# Information shown:
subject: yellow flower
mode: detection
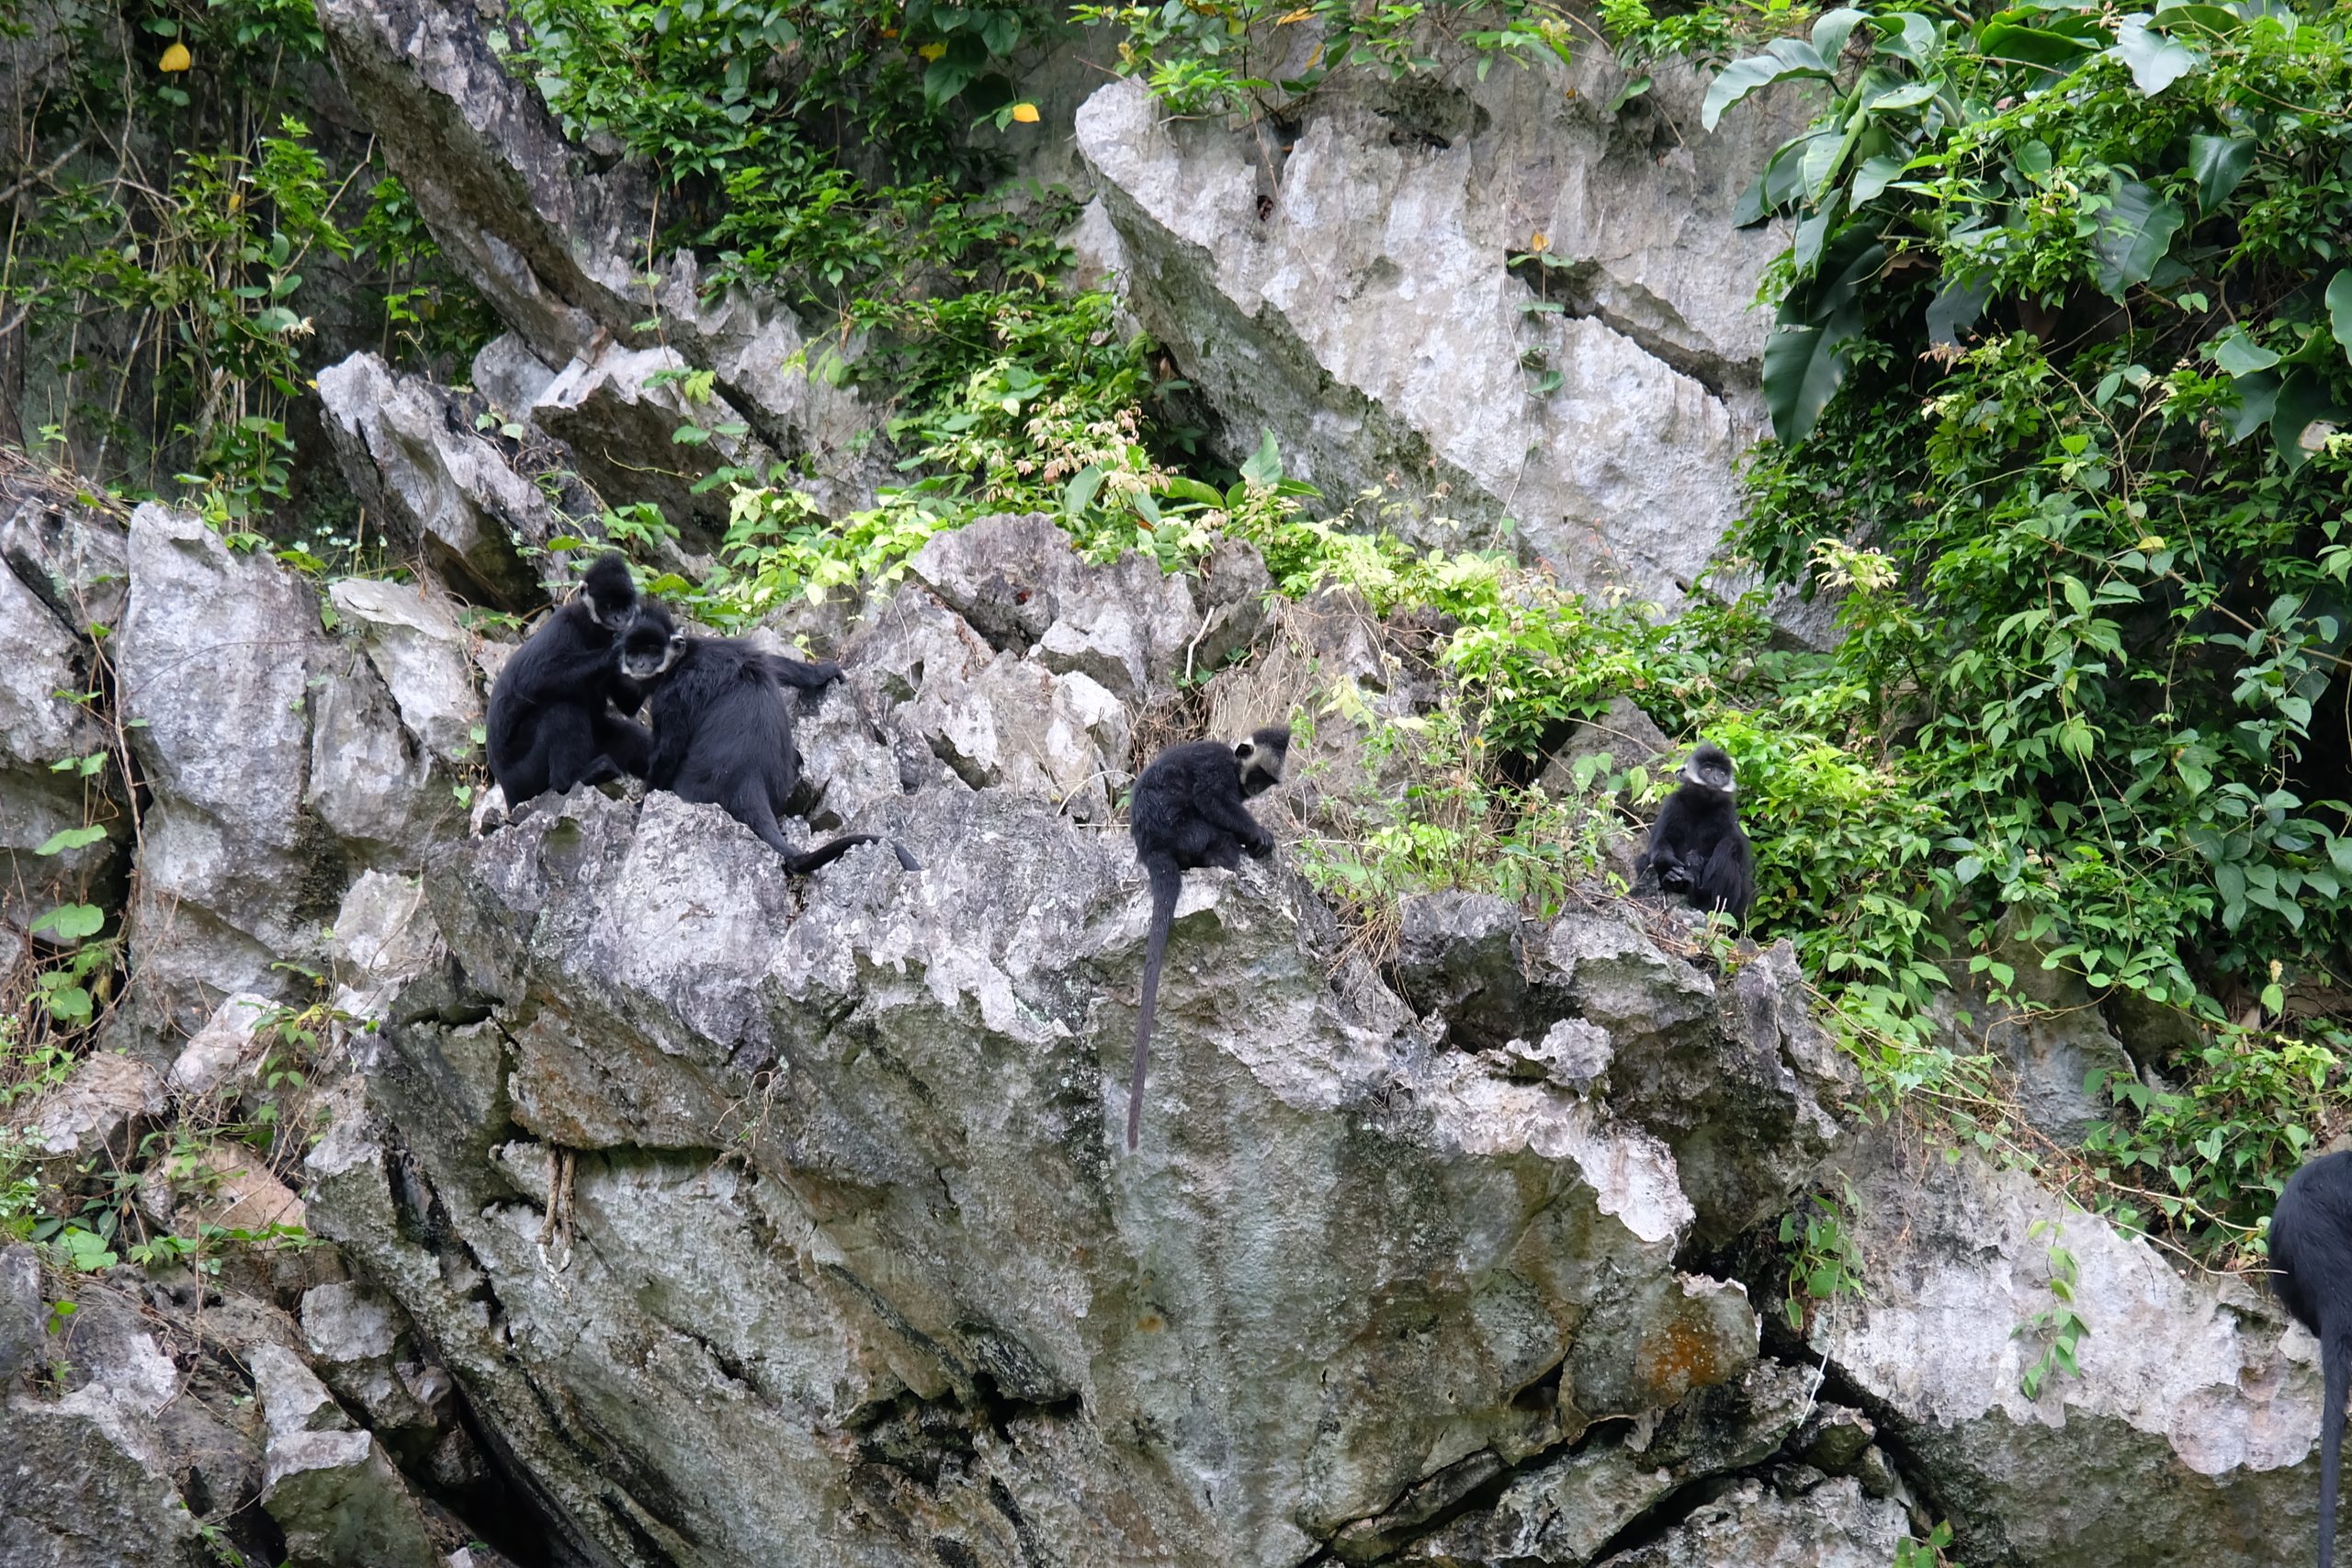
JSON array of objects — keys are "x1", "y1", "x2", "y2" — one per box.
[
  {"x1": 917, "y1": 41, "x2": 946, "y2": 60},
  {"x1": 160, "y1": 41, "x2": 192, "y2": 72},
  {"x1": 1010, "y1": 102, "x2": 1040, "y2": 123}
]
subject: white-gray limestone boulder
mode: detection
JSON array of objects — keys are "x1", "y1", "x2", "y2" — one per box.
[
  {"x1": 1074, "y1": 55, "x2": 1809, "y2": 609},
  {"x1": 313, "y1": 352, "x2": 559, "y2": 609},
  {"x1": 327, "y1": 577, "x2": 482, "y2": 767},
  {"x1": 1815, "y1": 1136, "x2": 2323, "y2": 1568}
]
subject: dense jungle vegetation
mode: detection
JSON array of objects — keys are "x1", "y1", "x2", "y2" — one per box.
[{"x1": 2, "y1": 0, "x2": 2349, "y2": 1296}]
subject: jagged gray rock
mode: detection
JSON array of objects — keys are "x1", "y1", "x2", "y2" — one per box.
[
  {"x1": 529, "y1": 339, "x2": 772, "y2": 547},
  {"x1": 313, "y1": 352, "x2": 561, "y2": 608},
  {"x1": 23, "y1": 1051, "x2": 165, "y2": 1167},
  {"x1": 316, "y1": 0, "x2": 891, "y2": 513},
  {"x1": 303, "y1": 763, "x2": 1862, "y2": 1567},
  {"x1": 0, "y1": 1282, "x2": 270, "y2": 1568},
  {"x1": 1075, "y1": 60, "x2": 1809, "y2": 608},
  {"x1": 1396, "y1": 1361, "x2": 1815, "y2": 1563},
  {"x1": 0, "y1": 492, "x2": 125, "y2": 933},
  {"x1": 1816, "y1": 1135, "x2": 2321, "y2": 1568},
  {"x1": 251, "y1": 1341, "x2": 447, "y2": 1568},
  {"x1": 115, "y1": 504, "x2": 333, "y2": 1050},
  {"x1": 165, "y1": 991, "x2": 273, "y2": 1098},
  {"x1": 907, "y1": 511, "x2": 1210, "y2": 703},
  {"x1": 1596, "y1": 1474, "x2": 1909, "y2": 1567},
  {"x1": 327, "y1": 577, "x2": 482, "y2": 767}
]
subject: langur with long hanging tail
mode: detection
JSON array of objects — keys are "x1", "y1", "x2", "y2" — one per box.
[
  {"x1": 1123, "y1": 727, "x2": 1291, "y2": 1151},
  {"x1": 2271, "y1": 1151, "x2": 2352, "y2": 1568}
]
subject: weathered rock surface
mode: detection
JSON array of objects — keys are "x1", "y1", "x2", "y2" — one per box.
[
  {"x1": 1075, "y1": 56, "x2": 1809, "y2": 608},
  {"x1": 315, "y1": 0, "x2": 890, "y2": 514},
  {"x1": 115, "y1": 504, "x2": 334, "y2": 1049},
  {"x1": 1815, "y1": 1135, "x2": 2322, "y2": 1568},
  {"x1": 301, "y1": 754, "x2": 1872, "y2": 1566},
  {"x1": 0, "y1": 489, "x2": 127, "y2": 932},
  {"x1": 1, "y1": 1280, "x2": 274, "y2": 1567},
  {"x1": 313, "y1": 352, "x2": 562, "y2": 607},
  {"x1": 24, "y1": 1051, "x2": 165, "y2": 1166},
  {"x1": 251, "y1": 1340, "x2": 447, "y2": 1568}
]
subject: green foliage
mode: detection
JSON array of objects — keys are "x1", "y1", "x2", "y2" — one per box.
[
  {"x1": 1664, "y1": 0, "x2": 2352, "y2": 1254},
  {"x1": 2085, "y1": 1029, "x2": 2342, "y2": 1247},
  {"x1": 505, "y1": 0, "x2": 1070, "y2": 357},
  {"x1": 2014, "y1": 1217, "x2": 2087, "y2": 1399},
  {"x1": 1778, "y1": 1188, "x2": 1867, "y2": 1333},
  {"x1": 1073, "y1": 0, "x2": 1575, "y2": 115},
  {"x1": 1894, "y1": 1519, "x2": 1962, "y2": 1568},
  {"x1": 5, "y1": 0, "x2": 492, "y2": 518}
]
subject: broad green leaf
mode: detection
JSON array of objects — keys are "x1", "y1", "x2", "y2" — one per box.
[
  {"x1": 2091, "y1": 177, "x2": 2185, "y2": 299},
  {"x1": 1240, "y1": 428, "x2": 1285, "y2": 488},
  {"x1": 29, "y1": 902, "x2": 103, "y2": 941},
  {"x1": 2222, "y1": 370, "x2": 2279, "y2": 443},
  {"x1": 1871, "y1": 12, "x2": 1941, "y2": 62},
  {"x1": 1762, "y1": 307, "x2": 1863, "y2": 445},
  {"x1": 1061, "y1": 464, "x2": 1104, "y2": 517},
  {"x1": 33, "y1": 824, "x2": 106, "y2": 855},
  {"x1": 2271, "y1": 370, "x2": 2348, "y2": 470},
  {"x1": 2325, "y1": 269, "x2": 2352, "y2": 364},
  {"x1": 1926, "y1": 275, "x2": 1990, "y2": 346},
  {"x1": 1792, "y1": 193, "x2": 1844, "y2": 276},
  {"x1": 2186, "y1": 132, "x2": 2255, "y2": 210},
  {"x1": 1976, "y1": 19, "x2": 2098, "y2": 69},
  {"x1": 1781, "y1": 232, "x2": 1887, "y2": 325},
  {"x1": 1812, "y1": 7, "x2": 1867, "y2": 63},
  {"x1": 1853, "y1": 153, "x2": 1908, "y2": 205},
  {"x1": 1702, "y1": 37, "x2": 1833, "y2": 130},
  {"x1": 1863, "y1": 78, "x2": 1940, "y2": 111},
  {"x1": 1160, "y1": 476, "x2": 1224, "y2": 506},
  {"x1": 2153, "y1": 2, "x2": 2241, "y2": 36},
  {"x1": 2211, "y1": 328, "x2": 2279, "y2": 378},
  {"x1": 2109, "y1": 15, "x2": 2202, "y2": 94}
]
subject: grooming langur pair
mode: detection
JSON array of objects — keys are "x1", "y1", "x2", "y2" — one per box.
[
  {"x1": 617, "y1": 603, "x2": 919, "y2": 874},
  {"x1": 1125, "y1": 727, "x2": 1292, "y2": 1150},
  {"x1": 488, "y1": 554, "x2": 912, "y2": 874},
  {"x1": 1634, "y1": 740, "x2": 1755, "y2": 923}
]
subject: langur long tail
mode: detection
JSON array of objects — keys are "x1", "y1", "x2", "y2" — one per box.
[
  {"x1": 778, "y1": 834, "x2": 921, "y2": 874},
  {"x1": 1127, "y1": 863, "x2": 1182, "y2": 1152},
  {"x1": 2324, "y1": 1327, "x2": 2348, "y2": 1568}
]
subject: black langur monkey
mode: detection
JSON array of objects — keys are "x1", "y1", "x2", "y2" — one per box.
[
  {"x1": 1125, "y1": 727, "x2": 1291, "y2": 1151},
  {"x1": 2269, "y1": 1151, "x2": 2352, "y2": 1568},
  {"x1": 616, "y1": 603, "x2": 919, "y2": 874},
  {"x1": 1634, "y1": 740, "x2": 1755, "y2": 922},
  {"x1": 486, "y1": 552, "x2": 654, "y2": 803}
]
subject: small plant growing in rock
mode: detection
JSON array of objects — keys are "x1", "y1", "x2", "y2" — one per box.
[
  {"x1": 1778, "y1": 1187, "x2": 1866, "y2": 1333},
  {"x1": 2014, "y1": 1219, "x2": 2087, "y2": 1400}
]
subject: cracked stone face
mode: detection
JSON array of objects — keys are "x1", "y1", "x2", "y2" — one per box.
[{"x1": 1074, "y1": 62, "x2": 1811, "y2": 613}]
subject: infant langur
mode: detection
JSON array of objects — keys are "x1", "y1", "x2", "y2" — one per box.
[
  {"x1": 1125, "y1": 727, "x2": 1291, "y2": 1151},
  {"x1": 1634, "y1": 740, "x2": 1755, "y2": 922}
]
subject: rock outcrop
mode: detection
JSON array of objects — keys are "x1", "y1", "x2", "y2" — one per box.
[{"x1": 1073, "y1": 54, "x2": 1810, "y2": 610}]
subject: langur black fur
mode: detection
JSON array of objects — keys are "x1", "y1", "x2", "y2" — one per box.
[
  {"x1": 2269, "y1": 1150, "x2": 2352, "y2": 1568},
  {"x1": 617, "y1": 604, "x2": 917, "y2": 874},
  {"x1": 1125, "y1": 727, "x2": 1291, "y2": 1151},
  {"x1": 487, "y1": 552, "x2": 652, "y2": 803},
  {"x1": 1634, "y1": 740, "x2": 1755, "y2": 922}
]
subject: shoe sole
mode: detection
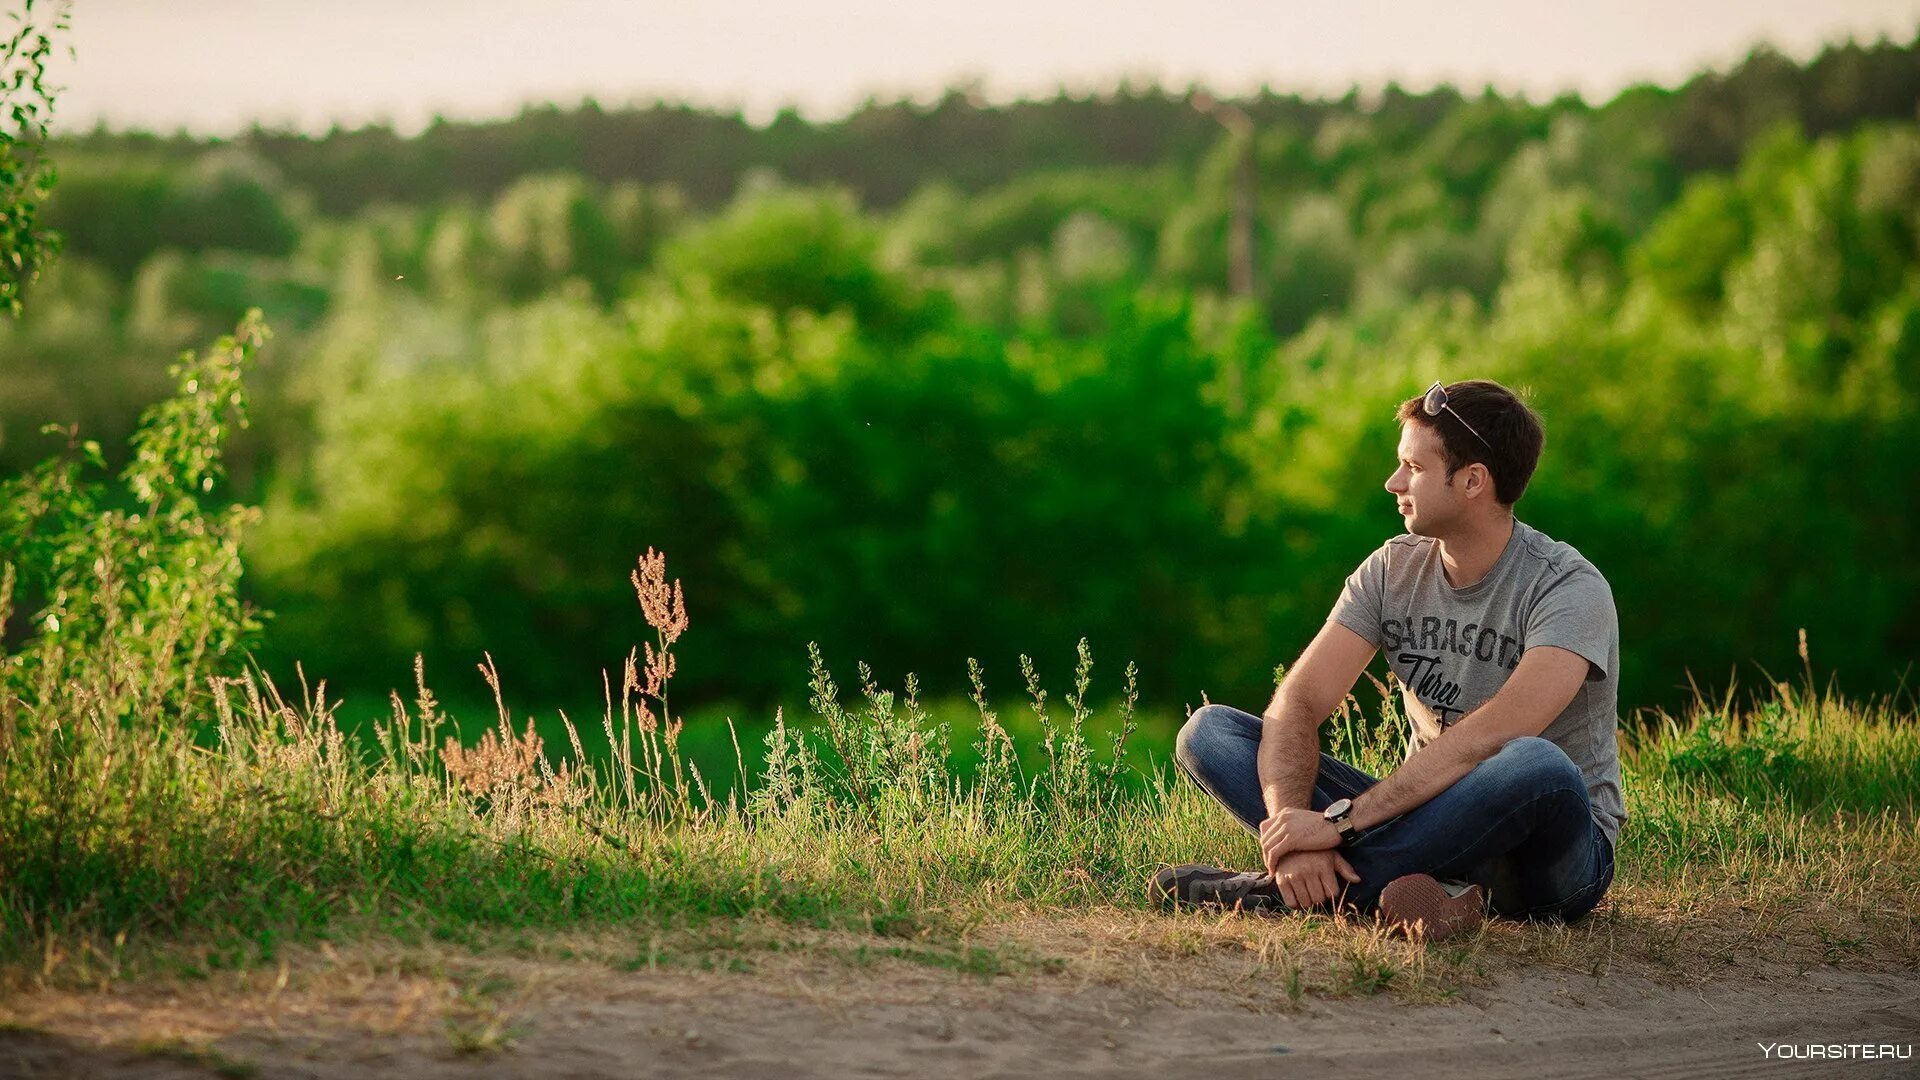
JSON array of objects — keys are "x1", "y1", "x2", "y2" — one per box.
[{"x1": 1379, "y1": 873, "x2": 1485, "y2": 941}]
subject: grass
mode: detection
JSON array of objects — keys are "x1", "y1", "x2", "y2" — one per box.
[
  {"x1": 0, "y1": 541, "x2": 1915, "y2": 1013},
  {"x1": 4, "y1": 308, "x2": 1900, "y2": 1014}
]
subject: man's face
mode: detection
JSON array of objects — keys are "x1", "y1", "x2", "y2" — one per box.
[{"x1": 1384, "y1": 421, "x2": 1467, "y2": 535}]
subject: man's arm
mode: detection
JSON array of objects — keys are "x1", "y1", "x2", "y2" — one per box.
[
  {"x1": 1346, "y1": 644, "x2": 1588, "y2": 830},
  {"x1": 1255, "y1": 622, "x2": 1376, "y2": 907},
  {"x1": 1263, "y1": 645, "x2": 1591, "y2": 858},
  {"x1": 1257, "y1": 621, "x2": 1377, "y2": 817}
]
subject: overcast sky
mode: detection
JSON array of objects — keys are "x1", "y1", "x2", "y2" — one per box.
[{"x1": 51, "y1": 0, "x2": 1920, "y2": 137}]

# Activity:
Within the listing, how many lines carry the word "tail"? Answer with the number alone.

# Answer to the exercise:
2